A House and it Head – Ivy Compton-Burnett
Duncan is the head, or better, the despot of the Edgeworth family. Weak, rash, obtuse, and grumpy, spoiled by too many years of barking orders and getting his way, Duncan is the touchy volcano god all the cringing villagers seek to propitiate.
The novel opens on Christmas Day. Duncan not only burns nephew Grant’s copy of The Origin of Species (“inimical to the faith of the day”), but he treats his wife Ellen abominably.
“So the children are not down
yet?” said Ellen Edgeworth.
Her husband gave her a glance,
and turned his eyes towards the window.
“So the children are not down
yet?” she said on a note of question.
Mr. Edgeworth put his finger
down his collar, and settled his neck.
“So you are down first, Duncan?”
said his wife, as though putting her observation in a more acceptable form.
Duncan returned his hand to his collar with a frown.
…
“So you are down first of all,
Duncan,” said Ellen, employing a note of propitiation, as if it would serve its
purpose.
Her husband implied by lifting
his shoulders that he could hardly deny it.
“The children are late, are they not?” said Ellen, to whom speech clearly ranked above silence.
ICB sets this Victorian family story either late in the nineteenth century or the early twentieth century; it’s hard to tell for sure because near the beginning she mentions “1885” and near the end she has a character refer to “the Victorians.”
With her usual masterful attention to dialogue, ICB narrates the saga in demanding and pungent interchanges between the members of the Edgeworth family themselves and between themselves and friends. ICB provides no imagery, blocking, or business to assist us, beyond a few lines of physical description of room or age, face, build, and manner. When she describes clothes, pay especial attention; when a character is verbose and fluent, your bushwah detector should flash yellow. Reading ICB’s conversations is like being a time traveler suddenly whisked into the past and dropped into an unfamiliar culture where we can but listen and learn, depending on what little we know and suspect about the speakers and knowing they use words to blur meaning.

> **Collected material**:

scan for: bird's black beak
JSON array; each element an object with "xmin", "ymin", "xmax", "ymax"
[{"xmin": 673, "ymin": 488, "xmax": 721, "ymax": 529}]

> **Given exercise A**: According to the review of the Compton-Burnett novel, which book belonging to Grant does Duncan burn on Christmas Day?
> **Given exercise B**: Proceed with the review of the Compton-Burnett novel, picking up after its final sentence.
The material above comes from a source separate from the review of the Compton-Burnett novel.

> **Written reply A**: Duncan burns Grant's copy of The Origin of Species.

> **Written reply B**:
Family life flows almost entirely within the country house, with the exception of the mandatory attendance to Sunday church. It is precisely on this occasion that the events of the family are the subject of comment by all the members of the village. Like a Greek chorus in a tragedy, they express all their judgments in more or less explicit allusions and snippy dialogues, in which opinions mingle and merge giving life to a spontaneous chatter that calls the mind the overlapping dialogue of Robert Altman.
Dulcia, Beatrice, Gretchen, and every other character are differentiated based on their way of deploying words to present a persona and their propensity to thrust themselves into the life and events of the Edgeworth family. Each of them seems to find an exquisite pleasure in gossip, although each then tries to hide their insatiable curiosity and essential maliciousness behind a mask of selfless interest and sincere closeness. The unspeakable Dulcia, however, immensely enjoys the discomfiture of other people and gets kicks by laughingly confronting people “You really do hate me, don’t you.”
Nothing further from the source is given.